* Tasks and exercises *
1) In the blog post about asking for a raise, condense the paragraph beginning "As far as the failure thing goes" into a shorter form that keeps its main facts.
2) Reproduce the passage of the blog post about asking for a raise, starting with "Monday, May 20, 2013" and going on through "It wasn't pretty.".

Monday, May 20, 2013
How it all went down
Yesterday, I asked my boss for a raise.
Timing is critical in this kind of thing, and I figured that if I was willing to go in to the office on a Sunday morning to get a project out the door, that would reflect well on my chance of succeeding.
Also critical to success in this sort of thing? A couple of factors: You have to be willing to fail, and you have to do your research.
As far as the failure thing goes, you need to go into salary negotiations cognizant of the fact that you may well walk back out with no job at all, much less a raise. I have actually SEEN my boss fire someone who asked for a raise. It wasn't pretty.
And that's where the research comes in. I didn't just wander in, all, "Gee, the cost of gas keeps going up, and it's been a while since my last raise, and, well, I really deserve more money ..."
First, I compiled my salary history. As someone who is not really money-motivated, other than the fact that having enough to pay my bills is nice, I actually could not remember the last time I had a salary increase, other than that it had been a while. So I put together a quick spreadsheet.

* Record set *
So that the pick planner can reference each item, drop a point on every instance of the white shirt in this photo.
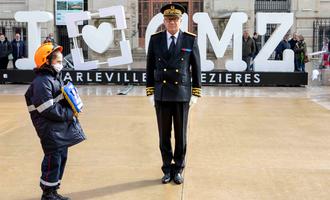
(169, 39)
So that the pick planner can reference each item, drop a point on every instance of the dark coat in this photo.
(173, 77)
(5, 49)
(51, 114)
(248, 47)
(20, 51)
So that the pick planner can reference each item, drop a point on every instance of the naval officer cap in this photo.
(172, 10)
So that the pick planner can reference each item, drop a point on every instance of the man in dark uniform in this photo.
(173, 85)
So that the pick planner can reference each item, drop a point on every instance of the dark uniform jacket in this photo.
(5, 49)
(173, 78)
(51, 114)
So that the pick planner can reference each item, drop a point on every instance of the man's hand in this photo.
(152, 100)
(193, 100)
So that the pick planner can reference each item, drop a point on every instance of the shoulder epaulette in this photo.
(156, 33)
(189, 33)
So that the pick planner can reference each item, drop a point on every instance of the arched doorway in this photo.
(149, 8)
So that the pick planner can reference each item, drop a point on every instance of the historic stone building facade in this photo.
(311, 18)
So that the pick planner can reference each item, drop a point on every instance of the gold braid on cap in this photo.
(172, 11)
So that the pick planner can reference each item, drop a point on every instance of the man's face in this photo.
(172, 24)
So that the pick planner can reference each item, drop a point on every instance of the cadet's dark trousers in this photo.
(176, 112)
(52, 169)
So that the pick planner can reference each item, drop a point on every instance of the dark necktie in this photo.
(172, 46)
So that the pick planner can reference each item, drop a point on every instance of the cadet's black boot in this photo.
(49, 195)
(178, 179)
(60, 197)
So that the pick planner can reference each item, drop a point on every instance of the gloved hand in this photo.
(152, 100)
(193, 100)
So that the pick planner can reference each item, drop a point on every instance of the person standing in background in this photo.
(284, 44)
(248, 49)
(293, 41)
(5, 50)
(18, 47)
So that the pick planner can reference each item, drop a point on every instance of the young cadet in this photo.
(54, 120)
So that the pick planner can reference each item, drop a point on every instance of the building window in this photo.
(321, 32)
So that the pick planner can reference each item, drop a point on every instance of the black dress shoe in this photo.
(178, 179)
(49, 195)
(166, 178)
(60, 196)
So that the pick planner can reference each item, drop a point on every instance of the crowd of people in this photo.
(15, 49)
(252, 46)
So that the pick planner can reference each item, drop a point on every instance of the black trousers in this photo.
(176, 113)
(52, 169)
(4, 62)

* Results for each task *
1) A person entering salary negotiations must accept that they may leave with no job at all, let alone a raise. The writer has personally seen the boss fire someone who asked for a raise, and it was an ugly scene.

2)
Monday, May 20, 2013
How it all went down
Yesterday, I asked my boss for a raise.
Timing is critical in this kind of thing, and I figured that if I was willing to go in to the office on a Sunday morning to get a project out the door, that would reflect well on my chance of succeeding.
Also critical to success in this sort of thing? A couple of factors: You have to be willing to fail, and you have to do your research.
As far as the failure thing goes, you need to go into salary negotiations cognizant of the fact that you may well walk back out with no job at all, much less a raise. I have actually SEEN my boss fire someone who asked for a raise. It wasn't pretty.